━━━━━ EXTRAIT RETENU

Il est courant que les ménages urbains accueillent des enfants et des adolescents, probablement en provenance du milieu rural. Dans les villages, la tendance est à l’envoi des jeunes en ville dans l’espoir d’accéder à la scolarisation ou à la formation professionnelle (Antoine et Guillaume, 1986). Ce résultat est à rapprocher de celui obtenu par Wakam (1997) au Cameroun, où l’urbanisation est positivement associée à l’accueil des personnes apparentées. Il importe de rappeler que les jeunes d’origine rurale confiés en ville pour la scolarisation ou l’apprentissage de métier peuvent être exploités dans le ménage d’accueil (Younoussi, 2007). Ils peuvent être assignés à des tâches domestiques sans possibilité d’aller à l’école ou d’apprendre un métier. Certains seraient orientés vers les activités économiques du secteur informel et contribueraient aux charges de la famille d’accueil.
Les adolescents résidant dans le Nord sont plus susceptibles d’appartenir à un ménage non parental.
La pratique du confiage serait plus développée dans le nord du Burkina Faso. Dans cette partie du pays, les migrations climatiques occasionnées par les sécheresses pluviométriques (Henry, 2007) et la pratique du nomadisme pastoral (Younoussi, 2007) conduiraient certains parents à séjourner durant plusieurs mois hors des zones de résidence habituelle. La progéniture restée dans le milieu d’origine serait élevée dans d’autres ménages en attendant le retour des parents. Une autre raison pouvant expliquer cette propension à résider dans des ménages non parentaux est à rechercher dans la culture religieuse musulmane. Il n’est pas exclu que certains ménages non parentaux correspondent à ceux de maîtres coraniques, chargés d’assurer une éducation religieuse aux enfants.
Les filles sont plus susceptibles de résider dans des ménages non parentaux.

━━━━━━━━━━
━━━━━ ENTRÉES AFFICHÉES

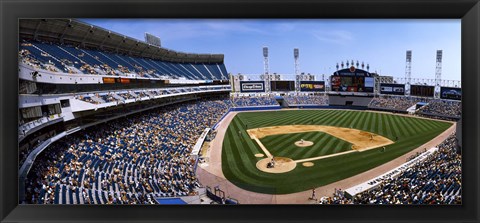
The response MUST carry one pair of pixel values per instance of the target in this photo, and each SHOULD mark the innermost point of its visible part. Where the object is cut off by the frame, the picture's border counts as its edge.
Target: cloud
(341, 37)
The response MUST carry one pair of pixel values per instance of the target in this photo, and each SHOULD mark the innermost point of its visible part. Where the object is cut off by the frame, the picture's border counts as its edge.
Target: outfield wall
(349, 100)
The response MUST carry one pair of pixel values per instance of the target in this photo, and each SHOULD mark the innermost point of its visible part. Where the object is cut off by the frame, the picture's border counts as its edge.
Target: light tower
(297, 71)
(265, 69)
(438, 74)
(408, 72)
(295, 56)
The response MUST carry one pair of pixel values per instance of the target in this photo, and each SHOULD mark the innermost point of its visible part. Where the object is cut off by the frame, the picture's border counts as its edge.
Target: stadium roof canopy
(77, 33)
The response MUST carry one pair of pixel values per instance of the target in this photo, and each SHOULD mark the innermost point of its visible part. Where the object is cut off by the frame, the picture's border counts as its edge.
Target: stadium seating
(435, 180)
(439, 107)
(244, 101)
(396, 103)
(129, 161)
(71, 59)
(306, 99)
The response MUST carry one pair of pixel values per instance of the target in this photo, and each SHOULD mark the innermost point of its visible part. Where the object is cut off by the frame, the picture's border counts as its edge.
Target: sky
(322, 43)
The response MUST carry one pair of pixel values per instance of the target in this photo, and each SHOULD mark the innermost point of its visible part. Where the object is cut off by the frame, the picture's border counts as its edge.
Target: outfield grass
(324, 144)
(238, 159)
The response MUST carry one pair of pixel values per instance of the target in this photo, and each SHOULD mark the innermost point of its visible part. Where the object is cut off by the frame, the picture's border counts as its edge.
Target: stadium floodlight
(438, 74)
(296, 54)
(408, 72)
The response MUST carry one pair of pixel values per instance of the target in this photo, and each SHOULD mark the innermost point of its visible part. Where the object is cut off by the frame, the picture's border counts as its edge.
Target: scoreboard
(312, 85)
(422, 90)
(396, 89)
(252, 86)
(352, 84)
(282, 85)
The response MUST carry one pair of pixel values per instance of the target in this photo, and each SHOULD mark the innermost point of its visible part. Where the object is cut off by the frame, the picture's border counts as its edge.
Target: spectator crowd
(244, 101)
(128, 161)
(442, 108)
(435, 180)
(306, 99)
(399, 103)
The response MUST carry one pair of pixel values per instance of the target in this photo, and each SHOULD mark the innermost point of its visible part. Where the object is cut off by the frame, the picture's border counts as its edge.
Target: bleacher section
(246, 101)
(71, 59)
(130, 161)
(395, 103)
(306, 99)
(442, 108)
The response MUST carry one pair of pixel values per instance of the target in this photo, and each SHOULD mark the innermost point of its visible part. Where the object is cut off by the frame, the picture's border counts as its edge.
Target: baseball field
(312, 148)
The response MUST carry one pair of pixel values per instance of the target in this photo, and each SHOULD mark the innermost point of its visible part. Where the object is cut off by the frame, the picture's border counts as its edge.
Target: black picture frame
(466, 10)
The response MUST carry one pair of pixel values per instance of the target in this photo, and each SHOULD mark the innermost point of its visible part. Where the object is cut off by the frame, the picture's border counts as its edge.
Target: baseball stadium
(109, 119)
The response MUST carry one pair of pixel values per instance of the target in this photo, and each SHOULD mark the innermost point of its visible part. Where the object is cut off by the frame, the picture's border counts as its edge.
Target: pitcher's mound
(303, 144)
(282, 165)
(308, 164)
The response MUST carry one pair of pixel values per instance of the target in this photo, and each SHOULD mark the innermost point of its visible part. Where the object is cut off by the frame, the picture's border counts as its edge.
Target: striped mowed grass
(238, 152)
(324, 144)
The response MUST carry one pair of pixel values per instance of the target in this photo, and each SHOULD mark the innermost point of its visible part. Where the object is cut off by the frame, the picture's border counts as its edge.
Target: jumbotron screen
(282, 85)
(312, 85)
(252, 86)
(397, 89)
(352, 84)
(422, 90)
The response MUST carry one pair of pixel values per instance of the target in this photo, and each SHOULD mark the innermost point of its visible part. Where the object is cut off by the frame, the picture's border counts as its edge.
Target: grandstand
(107, 119)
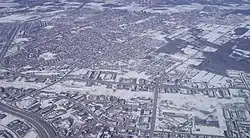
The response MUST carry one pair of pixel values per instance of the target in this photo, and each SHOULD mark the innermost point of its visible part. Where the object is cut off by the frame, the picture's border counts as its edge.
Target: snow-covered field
(48, 56)
(194, 105)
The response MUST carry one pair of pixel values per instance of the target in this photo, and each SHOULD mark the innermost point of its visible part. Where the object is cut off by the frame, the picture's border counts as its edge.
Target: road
(43, 129)
(242, 75)
(9, 42)
(153, 117)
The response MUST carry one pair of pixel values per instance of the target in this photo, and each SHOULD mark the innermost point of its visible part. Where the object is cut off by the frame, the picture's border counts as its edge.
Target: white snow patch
(14, 18)
(48, 56)
(49, 27)
(19, 40)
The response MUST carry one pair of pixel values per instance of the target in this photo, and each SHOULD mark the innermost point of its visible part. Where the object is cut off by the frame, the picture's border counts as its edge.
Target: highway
(43, 129)
(153, 117)
(9, 42)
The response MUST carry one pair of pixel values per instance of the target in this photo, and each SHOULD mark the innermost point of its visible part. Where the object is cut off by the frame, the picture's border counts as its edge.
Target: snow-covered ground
(194, 105)
(48, 56)
(14, 18)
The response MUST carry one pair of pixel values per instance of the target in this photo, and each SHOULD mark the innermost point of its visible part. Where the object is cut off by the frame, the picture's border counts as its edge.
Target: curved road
(43, 129)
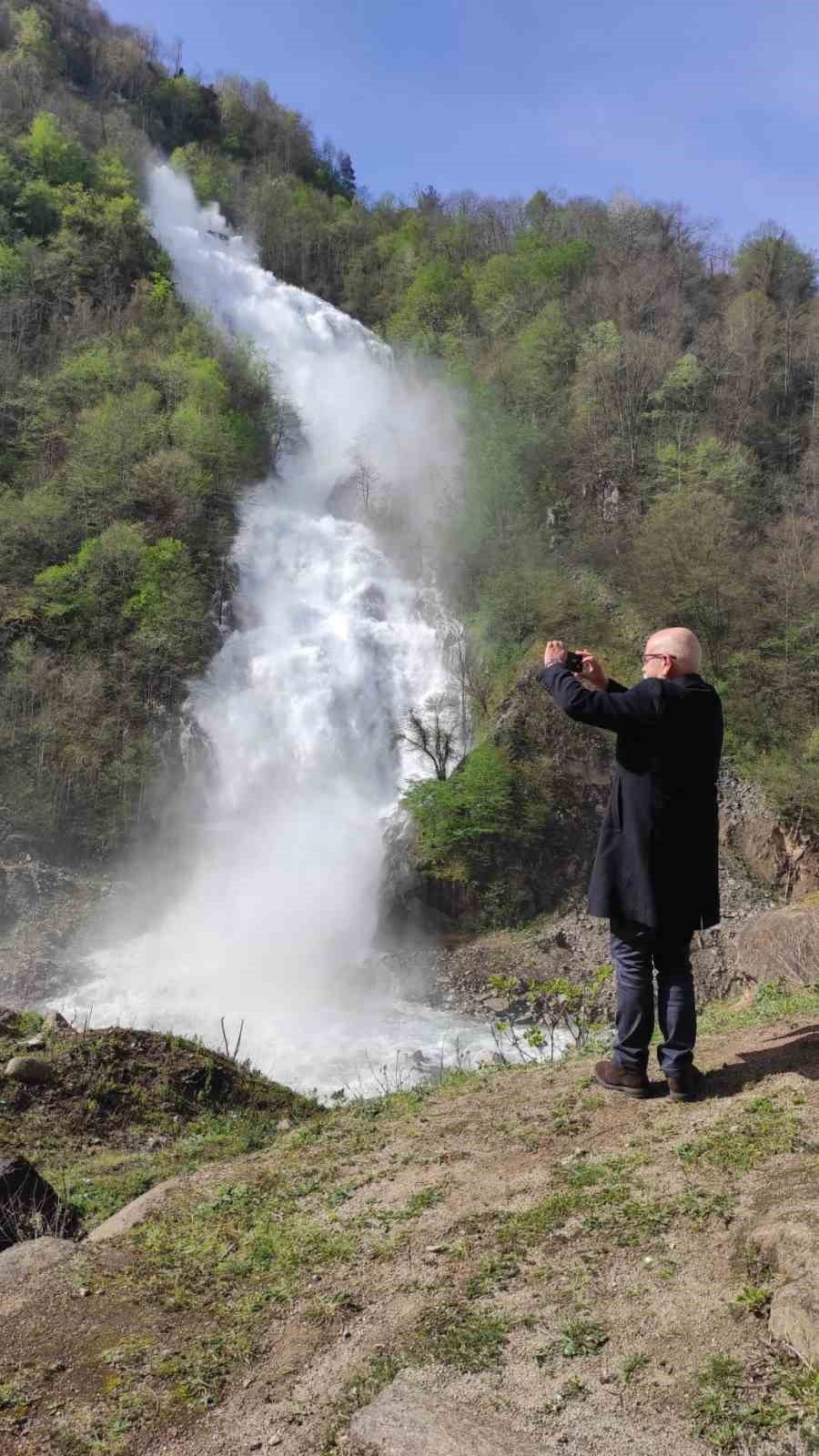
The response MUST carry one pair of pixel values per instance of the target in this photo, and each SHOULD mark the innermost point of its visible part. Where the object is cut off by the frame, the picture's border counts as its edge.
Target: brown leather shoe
(617, 1079)
(688, 1087)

━━━━━━━━━━

**EXERCICES PROPOSÉS:**
1) Repérez chaque ligne des entrées contenant la chaîne « outfield », en tenant compte de la casse.
2) Poursuivez l'extrait sur le confiage des enfants au Burkina Faso à la suite de sa dernière phrase.
L'extrait sur le confiage et les entrées proviennent de sources distinctes.

**CORRIGÉ PAR TÂCHE:**
1)
Target: outfield wall
Target: outfield grass

2)
Les filles circulent plus dans les ménages parce qu’elles aident très tôt aux travaux domestiques et à la garde des nourrissons (Jonckers, 1997).
Les jeunes de 6 à 14 ans sont plus susceptibles de résider dans des ménages monoparentaux ou non parentaux, tandis que ceux de 15 à 19 ans sont moins susceptibles d’y résider.
Avoir 5 ans ou moins ou entre 15 et 19 ans accroît la probabilité de résider dans des ménages biparentaux. Entre 0 et 5 ans, les enfants sont moins concernés par le confiage (Antoine et Guillaume, 1986 ; Llyod et Desai, 1992 ; McDaniel et Zulu, 1996 ; Vandermeersch, 2006) et, par conséquent, ils demeurent au foyer parental. C’est après 5 ans qu’ils sont plus exposés à circuler dans les autres ménages, pour retourner dans les ménages parentaux vers la fin de l’adolescence (15-19 ans). Le confiage ne conduit pas souvent à l’intégration définitive dans la famille d’accueil (Jonckers, 1997).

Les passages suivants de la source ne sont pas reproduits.